Region labeling records:

━━━━━━━━

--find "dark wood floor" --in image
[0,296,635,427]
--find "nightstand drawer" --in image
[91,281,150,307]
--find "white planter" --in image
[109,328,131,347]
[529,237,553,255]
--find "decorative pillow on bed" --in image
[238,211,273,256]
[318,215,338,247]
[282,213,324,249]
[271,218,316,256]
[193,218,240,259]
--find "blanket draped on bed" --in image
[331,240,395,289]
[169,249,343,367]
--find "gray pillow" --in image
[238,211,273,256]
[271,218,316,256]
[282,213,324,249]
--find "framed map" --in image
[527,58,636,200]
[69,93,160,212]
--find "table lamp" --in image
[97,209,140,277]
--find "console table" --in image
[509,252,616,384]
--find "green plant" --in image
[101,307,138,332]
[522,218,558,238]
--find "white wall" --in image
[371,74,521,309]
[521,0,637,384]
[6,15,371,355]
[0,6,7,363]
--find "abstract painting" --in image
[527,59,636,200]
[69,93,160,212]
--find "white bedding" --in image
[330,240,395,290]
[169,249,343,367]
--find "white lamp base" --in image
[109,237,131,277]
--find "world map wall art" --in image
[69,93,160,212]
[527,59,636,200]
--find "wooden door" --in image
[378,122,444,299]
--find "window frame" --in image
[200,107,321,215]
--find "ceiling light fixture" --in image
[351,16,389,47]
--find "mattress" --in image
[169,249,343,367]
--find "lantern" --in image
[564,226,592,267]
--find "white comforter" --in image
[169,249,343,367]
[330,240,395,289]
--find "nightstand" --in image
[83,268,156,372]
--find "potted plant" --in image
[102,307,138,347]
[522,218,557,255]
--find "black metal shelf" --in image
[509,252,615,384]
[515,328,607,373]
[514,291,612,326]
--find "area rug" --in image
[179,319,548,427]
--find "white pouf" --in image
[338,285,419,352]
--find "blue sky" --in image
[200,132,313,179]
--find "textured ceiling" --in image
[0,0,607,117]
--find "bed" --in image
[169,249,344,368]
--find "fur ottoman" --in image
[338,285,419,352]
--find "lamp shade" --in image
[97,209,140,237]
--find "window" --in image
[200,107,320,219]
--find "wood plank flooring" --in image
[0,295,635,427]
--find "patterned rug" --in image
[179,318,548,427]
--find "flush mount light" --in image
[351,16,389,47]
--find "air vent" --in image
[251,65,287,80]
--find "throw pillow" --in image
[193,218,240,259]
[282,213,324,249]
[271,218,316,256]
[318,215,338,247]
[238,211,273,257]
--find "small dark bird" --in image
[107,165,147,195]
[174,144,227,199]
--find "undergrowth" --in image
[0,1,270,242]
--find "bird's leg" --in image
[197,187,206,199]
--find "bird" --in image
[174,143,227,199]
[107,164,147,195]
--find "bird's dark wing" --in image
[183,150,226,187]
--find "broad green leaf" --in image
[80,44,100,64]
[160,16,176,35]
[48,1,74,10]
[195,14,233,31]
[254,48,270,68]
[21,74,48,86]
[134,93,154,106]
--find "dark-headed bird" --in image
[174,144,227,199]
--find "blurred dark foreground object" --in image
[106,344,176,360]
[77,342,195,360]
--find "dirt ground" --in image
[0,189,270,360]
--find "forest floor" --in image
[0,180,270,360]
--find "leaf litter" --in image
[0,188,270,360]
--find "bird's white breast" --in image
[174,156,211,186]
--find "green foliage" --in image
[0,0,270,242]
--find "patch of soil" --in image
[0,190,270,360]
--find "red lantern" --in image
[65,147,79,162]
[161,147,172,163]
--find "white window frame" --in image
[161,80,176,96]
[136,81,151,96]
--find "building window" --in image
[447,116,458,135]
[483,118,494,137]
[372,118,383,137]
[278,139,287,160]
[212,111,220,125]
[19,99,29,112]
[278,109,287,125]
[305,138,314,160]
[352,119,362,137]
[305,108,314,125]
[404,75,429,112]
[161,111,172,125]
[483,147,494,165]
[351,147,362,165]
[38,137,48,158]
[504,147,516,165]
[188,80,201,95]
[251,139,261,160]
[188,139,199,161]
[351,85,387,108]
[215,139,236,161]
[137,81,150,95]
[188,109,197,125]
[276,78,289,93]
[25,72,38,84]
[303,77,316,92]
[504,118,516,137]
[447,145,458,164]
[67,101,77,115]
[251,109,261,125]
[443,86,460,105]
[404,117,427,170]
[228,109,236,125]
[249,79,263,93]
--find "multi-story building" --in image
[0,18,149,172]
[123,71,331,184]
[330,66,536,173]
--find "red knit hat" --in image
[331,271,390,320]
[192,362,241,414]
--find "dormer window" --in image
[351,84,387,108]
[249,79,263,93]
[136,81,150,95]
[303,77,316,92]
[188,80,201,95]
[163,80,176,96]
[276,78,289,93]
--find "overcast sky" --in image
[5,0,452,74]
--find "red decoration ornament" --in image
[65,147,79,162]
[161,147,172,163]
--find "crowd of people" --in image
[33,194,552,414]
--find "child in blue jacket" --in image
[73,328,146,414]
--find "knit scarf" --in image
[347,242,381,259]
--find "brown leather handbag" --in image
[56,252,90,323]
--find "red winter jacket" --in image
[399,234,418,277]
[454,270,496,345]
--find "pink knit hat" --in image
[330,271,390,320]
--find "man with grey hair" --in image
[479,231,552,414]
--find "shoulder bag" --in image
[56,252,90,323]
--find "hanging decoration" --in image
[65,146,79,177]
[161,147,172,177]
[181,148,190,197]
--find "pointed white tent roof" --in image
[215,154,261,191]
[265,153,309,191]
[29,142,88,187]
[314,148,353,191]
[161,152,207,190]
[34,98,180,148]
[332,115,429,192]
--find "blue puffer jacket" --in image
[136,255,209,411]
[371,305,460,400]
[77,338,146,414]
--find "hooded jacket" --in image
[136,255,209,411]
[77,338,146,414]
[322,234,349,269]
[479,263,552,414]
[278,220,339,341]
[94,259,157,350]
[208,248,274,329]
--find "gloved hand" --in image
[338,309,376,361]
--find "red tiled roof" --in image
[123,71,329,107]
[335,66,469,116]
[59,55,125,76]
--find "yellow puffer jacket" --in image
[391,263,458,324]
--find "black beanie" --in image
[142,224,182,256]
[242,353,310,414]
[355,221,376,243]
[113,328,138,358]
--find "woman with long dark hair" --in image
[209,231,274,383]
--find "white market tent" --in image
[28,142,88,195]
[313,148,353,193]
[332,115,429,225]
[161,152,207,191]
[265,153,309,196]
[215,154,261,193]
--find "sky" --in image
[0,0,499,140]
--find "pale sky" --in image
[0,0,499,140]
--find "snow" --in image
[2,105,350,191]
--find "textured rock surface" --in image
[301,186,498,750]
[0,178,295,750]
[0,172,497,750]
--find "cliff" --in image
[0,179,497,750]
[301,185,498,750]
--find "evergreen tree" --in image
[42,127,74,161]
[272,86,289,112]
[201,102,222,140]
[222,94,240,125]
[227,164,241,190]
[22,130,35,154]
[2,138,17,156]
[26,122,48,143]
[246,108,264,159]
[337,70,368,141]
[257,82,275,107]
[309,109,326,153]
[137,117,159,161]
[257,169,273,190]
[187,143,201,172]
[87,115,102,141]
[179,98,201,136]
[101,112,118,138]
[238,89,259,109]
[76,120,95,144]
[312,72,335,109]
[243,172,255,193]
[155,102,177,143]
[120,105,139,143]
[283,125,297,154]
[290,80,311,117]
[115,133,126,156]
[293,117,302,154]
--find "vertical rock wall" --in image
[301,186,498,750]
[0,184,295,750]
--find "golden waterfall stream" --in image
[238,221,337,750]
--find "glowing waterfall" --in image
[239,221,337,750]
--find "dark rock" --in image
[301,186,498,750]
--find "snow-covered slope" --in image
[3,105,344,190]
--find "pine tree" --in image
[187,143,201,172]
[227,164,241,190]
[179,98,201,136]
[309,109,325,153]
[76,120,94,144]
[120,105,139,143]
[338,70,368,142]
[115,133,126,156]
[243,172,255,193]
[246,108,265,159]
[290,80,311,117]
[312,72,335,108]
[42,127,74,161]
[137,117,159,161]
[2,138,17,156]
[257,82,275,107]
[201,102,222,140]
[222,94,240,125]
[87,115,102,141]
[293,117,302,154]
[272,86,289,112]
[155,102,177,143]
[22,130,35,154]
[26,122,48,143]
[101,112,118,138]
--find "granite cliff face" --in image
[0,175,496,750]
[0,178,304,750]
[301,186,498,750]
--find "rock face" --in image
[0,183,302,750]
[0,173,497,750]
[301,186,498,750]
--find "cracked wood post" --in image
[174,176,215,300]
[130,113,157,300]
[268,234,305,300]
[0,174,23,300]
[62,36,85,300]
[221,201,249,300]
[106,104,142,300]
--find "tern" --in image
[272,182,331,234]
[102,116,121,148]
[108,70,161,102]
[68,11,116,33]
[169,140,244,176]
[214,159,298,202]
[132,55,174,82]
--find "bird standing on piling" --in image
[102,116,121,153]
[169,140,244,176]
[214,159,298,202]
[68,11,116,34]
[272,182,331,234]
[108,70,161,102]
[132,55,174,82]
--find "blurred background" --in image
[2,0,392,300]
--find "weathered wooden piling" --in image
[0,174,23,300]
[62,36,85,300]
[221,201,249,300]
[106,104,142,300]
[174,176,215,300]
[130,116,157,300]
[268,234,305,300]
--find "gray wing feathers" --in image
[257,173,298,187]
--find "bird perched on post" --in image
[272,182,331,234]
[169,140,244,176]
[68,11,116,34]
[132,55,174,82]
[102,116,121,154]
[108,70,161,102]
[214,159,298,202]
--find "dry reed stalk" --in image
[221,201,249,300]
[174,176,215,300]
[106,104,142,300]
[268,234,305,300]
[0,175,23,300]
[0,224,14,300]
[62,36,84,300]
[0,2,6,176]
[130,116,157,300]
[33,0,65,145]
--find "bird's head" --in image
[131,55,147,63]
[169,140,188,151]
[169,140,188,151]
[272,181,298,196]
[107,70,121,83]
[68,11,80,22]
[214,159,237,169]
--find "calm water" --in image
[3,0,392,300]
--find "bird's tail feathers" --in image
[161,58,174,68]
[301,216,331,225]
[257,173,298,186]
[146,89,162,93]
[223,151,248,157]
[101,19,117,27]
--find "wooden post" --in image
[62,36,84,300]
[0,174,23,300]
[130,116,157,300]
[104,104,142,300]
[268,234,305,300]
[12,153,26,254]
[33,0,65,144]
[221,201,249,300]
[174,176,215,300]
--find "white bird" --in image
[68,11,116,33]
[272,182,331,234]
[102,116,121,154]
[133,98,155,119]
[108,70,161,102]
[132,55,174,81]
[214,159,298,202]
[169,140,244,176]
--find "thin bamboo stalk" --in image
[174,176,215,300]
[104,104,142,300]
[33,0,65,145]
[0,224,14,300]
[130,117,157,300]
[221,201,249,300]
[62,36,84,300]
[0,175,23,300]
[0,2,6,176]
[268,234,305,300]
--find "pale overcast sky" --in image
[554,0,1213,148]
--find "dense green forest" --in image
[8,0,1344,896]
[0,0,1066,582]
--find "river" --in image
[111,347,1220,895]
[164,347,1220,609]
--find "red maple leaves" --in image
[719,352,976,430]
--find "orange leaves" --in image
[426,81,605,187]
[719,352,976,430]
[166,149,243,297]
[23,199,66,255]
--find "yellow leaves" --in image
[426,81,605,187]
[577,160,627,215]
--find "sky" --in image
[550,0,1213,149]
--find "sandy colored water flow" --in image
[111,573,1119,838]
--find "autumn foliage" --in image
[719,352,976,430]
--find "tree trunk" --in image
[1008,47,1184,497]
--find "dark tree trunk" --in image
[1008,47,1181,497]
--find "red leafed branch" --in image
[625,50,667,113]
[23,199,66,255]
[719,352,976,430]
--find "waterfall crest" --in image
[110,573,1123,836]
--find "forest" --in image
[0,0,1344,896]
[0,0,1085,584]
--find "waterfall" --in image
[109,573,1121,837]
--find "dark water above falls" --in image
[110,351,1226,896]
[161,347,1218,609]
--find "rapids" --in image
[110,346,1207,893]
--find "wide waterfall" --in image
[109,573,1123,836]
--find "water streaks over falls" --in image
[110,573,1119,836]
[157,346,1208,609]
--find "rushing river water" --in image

━━━━━━━━

● **YOUR INSTRUCTIONS**
Count the lines in the data that contain the word "black", and reply with that number only.

● **THE RESPONSE**
2